:: AIM OF THE TASK ::
Reproduce the data that follows in its entirety, character for character.

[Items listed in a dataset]
- - - - -
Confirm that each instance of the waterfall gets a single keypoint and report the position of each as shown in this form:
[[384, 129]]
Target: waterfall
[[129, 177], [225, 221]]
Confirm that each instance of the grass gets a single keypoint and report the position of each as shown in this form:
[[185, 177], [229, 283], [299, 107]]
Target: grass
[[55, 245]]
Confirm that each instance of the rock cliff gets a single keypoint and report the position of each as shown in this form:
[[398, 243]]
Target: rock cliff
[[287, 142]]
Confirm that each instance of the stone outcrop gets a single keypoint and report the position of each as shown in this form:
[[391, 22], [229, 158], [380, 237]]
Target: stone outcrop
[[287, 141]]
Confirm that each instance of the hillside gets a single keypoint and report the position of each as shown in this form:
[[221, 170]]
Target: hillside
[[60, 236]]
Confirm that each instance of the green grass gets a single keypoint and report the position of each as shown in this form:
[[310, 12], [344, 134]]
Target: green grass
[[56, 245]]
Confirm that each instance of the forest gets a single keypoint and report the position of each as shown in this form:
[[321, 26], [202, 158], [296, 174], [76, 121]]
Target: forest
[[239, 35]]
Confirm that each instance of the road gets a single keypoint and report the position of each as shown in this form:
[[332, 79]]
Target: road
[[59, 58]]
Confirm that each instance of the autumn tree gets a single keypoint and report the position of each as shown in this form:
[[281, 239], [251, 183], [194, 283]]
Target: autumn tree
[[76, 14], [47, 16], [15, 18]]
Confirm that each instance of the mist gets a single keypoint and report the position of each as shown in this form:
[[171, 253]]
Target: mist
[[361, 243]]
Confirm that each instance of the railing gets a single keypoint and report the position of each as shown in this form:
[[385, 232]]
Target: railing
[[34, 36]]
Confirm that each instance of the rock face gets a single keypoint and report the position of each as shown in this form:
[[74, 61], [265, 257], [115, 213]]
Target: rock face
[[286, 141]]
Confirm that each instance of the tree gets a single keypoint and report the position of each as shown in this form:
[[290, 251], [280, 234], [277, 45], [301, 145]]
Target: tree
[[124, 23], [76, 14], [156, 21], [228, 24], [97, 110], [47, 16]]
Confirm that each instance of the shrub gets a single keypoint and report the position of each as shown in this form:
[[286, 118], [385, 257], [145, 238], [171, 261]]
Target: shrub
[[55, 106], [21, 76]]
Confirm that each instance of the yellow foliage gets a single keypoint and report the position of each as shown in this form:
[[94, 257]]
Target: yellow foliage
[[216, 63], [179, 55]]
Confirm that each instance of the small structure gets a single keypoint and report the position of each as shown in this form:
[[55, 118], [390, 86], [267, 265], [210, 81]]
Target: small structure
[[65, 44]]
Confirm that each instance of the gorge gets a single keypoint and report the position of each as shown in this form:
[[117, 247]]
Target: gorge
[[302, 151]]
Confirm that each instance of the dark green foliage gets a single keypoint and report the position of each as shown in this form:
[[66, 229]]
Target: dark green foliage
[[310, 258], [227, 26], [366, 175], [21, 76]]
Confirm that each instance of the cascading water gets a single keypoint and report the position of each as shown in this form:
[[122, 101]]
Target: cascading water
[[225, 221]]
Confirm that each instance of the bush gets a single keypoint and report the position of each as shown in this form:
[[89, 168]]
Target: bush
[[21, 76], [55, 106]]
- - - - -
:: THE OUTPUT ::
Confirm that each instance of the waterfall gets a single keypoint and report the position of each as shown in this form:
[[384, 129]]
Target: waterfall
[[129, 177], [225, 221]]
Confirm that each instance of the grass gets a single keypoint and report the position of each as shown in this form:
[[185, 177], [229, 283], [299, 107]]
Target: grass
[[55, 245]]
Confirm that each instance of the rock cliff gets a single keypoint and report the position of each as shown in this form:
[[398, 243]]
Target: rock cliff
[[287, 142]]
Confirm that each instance of the stone outcrop gets a single keypoint and report the position of each as shown in this form:
[[391, 22], [229, 158], [380, 237]]
Target: stone outcrop
[[287, 141]]
Confirm that each instance of the hillside gets a single keypoint and report the position of each as shown in this form:
[[221, 170]]
Target: hillside
[[60, 236]]
Confirm that each instance of the green grass gets a single keypoint and report the position of each as shown in this form:
[[310, 12], [344, 134]]
Target: green grass
[[56, 245]]
Confirm that each instance of the forest gets a single keypoint and report the position of each as shown in this form:
[[321, 26], [202, 158], [296, 174], [76, 121]]
Target: forest
[[239, 35]]
Confirm that each instance of the road gets a single keypoint and report the position of each as shown in this form:
[[332, 79]]
Target: road
[[59, 58]]
Confirm that each instance of the autumn tree gets a single keypoint and report the position of each as shown in this form:
[[281, 239], [251, 183], [194, 283]]
Target: autumn tree
[[76, 14], [47, 16], [15, 18]]
Confirm that each instance of the mist gets a single keypoint and report the position of each as shown in this form:
[[171, 253]]
Target: mist
[[361, 243]]
Confirm that each instance of the railing gets a single keypoint and report the position of each as shown in this form:
[[385, 232]]
Target: railing
[[34, 36]]
Confirm that each instance of the rock face gets a single keypoint and report the position of each as shown in this form:
[[74, 61], [265, 257], [115, 213]]
Target: rock face
[[286, 141]]
Confirm that each instance of the tree gets a single keypoint and report the position of each as shown in this form:
[[290, 251], [280, 234], [277, 45], [301, 145]]
Target: tree
[[124, 23], [76, 14], [156, 21], [228, 24], [97, 110], [47, 16]]
Confirm that each instance of the shrub gets a single keypoint and report the position of each as shown in this form:
[[286, 118], [385, 257], [145, 238], [171, 261]]
Target: shrub
[[55, 106], [21, 76]]
Confirm that each instance of the yellow foliage gets a single keypoint and report the position of each as shown in this form:
[[94, 257]]
Target: yellow foliage
[[216, 63], [179, 55]]
Confirm that each instance of the small structure gets a single keypoint and report the position of each as shown in this form:
[[55, 118], [390, 86], [267, 265], [210, 81]]
Target: small structure
[[65, 44]]
Confirm that each instance of the gorge gets a single keypoint and report the position of each as shown in this form:
[[117, 247]]
Target: gorge
[[302, 151]]
Confirm that each instance of the dark green foliage gets a single keypoint and report the position of each as shown in this form:
[[66, 229]]
Target: dark green foliage
[[310, 258], [227, 26], [366, 175], [21, 76]]
Confirm that each instance of the cascading water gets a single keypoint and report the position of each as shown in this form:
[[122, 101]]
Target: cascading water
[[225, 221]]
Confirm that each instance of the bush gets a single keypoint and report the position of each as shown in this form:
[[89, 168]]
Target: bush
[[21, 76], [55, 106]]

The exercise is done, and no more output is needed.